» RECORDS:
######

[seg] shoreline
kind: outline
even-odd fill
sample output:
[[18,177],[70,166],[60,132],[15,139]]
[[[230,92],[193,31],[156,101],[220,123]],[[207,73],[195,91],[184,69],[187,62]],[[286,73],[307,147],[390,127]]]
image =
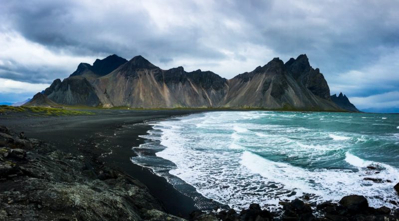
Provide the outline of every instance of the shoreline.
[[[116,169],[146,185],[151,195],[161,201],[168,213],[192,219],[192,212],[197,210],[192,198],[182,194],[166,178],[155,174],[150,169],[134,163],[130,158],[134,154],[132,147],[139,147],[147,140],[139,136],[148,134],[147,132],[152,129],[151,126],[146,124],[148,122],[203,112],[193,110],[132,112],[113,110],[91,116],[25,118],[19,116],[2,118],[0,124],[17,133],[24,131],[28,138],[39,139],[55,145],[62,151],[90,158],[100,166],[110,166]],[[125,127],[126,125],[131,125],[132,127],[126,128]],[[107,154],[110,152],[109,150],[112,150],[112,154]],[[197,194],[200,195],[198,192]],[[212,201],[209,200],[209,202]],[[282,204],[280,205],[284,208],[294,206],[291,203],[280,203]],[[325,204],[329,208],[338,207],[335,206],[337,204],[326,203],[328,204],[321,205]],[[317,206],[315,211],[324,210],[324,208],[319,209],[319,205]],[[312,207],[314,206],[315,205]],[[339,208],[336,207],[334,210],[340,210]],[[373,210],[381,210],[381,208]],[[380,211],[370,211],[368,213],[378,214],[383,213]],[[284,210],[281,211],[278,214],[283,214],[284,212]],[[222,211],[220,213],[223,212]],[[218,215],[215,214],[214,215],[217,216]],[[275,214],[273,214],[275,217]],[[240,214],[239,216],[241,216]]]
[[[145,142],[146,139],[139,136],[148,134],[147,131],[152,128],[145,125],[146,122],[203,112],[117,110],[105,113],[96,111],[96,115],[90,116],[23,117],[8,115],[1,119],[1,124],[16,132],[23,131],[28,138],[38,139],[62,151],[89,157],[99,164],[110,166],[134,177],[148,188],[169,213],[187,218],[190,213],[198,210],[192,198],[181,193],[165,178],[132,162],[130,158],[134,155],[132,147]],[[114,135],[115,139],[113,139],[115,132],[128,124],[134,125],[134,128],[126,130],[117,137]],[[101,147],[106,145],[113,146],[112,154],[106,154],[110,149]],[[101,154],[104,153],[106,156],[102,157]]]

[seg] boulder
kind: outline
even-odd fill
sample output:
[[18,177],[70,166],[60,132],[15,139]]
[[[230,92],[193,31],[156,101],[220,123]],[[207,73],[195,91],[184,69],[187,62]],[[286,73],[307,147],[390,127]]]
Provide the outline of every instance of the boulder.
[[399,183],[396,184],[396,185],[394,187],[394,189],[396,190],[396,192],[398,193],[398,195],[399,195]]
[[381,183],[383,182],[383,179],[379,178],[365,177],[363,179],[373,181],[375,183]]
[[267,210],[260,208],[259,204],[253,203],[249,205],[248,210],[242,210],[240,213],[241,220],[245,221],[270,221],[273,220],[273,216]]
[[381,207],[376,210],[376,211],[381,214],[389,214],[391,213],[391,209],[387,207]]
[[9,151],[8,157],[22,159],[26,156],[26,151],[22,149],[11,149]]
[[352,195],[342,198],[340,201],[342,206],[352,212],[362,213],[369,208],[367,199],[363,196]]
[[299,199],[285,204],[283,210],[283,220],[312,221],[316,219],[312,213],[312,208]]

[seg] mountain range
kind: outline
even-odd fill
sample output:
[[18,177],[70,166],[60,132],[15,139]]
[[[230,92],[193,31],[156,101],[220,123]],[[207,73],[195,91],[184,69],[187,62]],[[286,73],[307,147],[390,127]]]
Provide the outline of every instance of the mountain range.
[[332,100],[323,74],[306,55],[285,63],[276,58],[230,79],[182,67],[164,70],[141,56],[128,61],[113,55],[93,65],[81,63],[40,94],[25,105],[358,111]]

######

» WHAT TO PRODUCE:
Give every line of the items above as a Markdown table with the columns "Row" and "Line", numbering the rows in order and skipping blank lines. Leave the pictures out of the table.

» TASK RESULT:
| Row | Line |
|---|---|
| 1 | [seg] shoreline |
| 2 | kind: outline |
| 3 | even-odd fill |
| 4 | sample output: |
| 5 | [[18,177],[70,166],[60,132],[15,139]] |
| 6 | [[[230,92],[193,31],[156,101],[220,123]],[[207,73],[195,91],[184,69],[187,62]],[[286,73],[307,147],[390,127]]] |
| 7 | image = |
| 8 | Provide the outline of every instance of the shoreline. |
| 9 | [[[116,169],[146,185],[151,195],[161,201],[168,213],[192,219],[192,212],[197,210],[192,198],[182,194],[166,178],[155,174],[150,169],[134,163],[130,158],[134,154],[132,147],[139,147],[147,140],[139,136],[148,134],[147,132],[152,129],[151,126],[146,124],[148,122],[203,112],[193,110],[132,112],[113,110],[91,116],[25,118],[19,116],[2,118],[0,124],[17,133],[24,131],[28,138],[39,139],[55,145],[62,151],[90,158],[100,166],[110,166]],[[125,127],[126,125],[131,125],[132,127],[126,128]],[[107,154],[110,152],[109,150],[112,150],[112,154]],[[197,194],[200,195],[198,192]],[[212,201],[209,200],[209,202]],[[282,204],[280,205],[284,208],[294,206],[291,203],[280,203]],[[325,204],[329,208],[338,207],[335,206],[337,204],[326,203],[328,204],[321,205]],[[317,206],[315,211],[324,210],[324,208],[319,209],[319,205]],[[312,207],[314,206],[315,205]],[[339,208],[336,207],[334,210],[340,210]],[[373,210],[381,210],[381,208]],[[380,211],[370,211],[368,213],[378,214],[383,213]],[[284,210],[281,211],[278,214],[283,214],[284,212]],[[222,211],[220,213],[223,212]],[[218,215],[215,214],[214,215],[217,216]],[[275,214],[273,214],[275,217]],[[240,214],[239,216],[241,216]]] |
| 10 | [[[145,142],[146,139],[139,136],[148,134],[147,131],[152,128],[145,125],[146,122],[203,112],[117,110],[105,113],[96,111],[96,115],[90,116],[23,117],[8,115],[1,119],[1,124],[16,132],[23,131],[28,138],[38,139],[62,151],[89,157],[99,164],[110,166],[134,177],[148,188],[169,213],[187,218],[190,213],[198,210],[192,198],[181,193],[165,178],[132,162],[130,158],[134,155],[132,147]],[[114,135],[115,139],[113,139],[115,132],[128,124],[134,125],[134,128],[126,130],[117,137]],[[101,147],[106,145],[113,146],[112,154],[106,154],[110,149]],[[101,154],[104,153],[106,156],[102,157]]] |
| 11 | [seg] boulder |
| 12 | kind: outline |
| 13 | even-odd fill |
| 14 | sample output: |
| 15 | [[18,177],[70,166],[60,132],[15,139]] |
| 16 | [[[230,92],[193,31],[156,101],[220,123]],[[207,73],[195,91],[184,69],[187,62]],[[286,73],[307,147],[390,127]]] |
| 17 | Provide the outline of every instance of the boulder. |
| 18 | [[399,183],[396,184],[396,185],[394,187],[394,189],[396,190],[396,192],[398,193],[398,195],[399,195]] |
| 19 | [[381,183],[383,182],[383,179],[379,178],[365,177],[363,179],[373,181],[375,183]] |
| 20 | [[267,210],[260,208],[259,204],[253,203],[249,205],[248,210],[242,210],[240,213],[241,220],[245,221],[270,221],[273,220],[273,216]] |
| 21 | [[381,207],[376,210],[376,211],[381,214],[389,214],[391,213],[391,209],[387,207]] |
| 22 | [[9,151],[8,157],[22,159],[26,156],[26,151],[22,149],[11,149]] |
| 23 | [[352,195],[342,198],[340,201],[342,206],[352,212],[362,213],[369,208],[367,199],[363,196]] |
| 24 | [[299,199],[285,204],[283,210],[283,220],[312,221],[316,219],[312,213],[312,208]] |
| 25 | [seg] mountain range |
| 26 | kind: outline |
| 27 | even-odd fill |
| 28 | sample output: |
| 29 | [[18,177],[70,166],[60,132],[15,139]] |
| 30 | [[[230,92],[193,31],[156,101],[220,123]],[[207,73],[195,91],[184,69],[187,62]],[[286,73],[307,147],[390,127]]] |
| 31 | Provide the outline of every instance of the mountain range. |
| 32 | [[332,100],[323,74],[306,55],[285,63],[276,58],[230,79],[182,67],[164,70],[141,56],[128,61],[113,55],[93,65],[81,63],[40,94],[25,105],[358,111]] |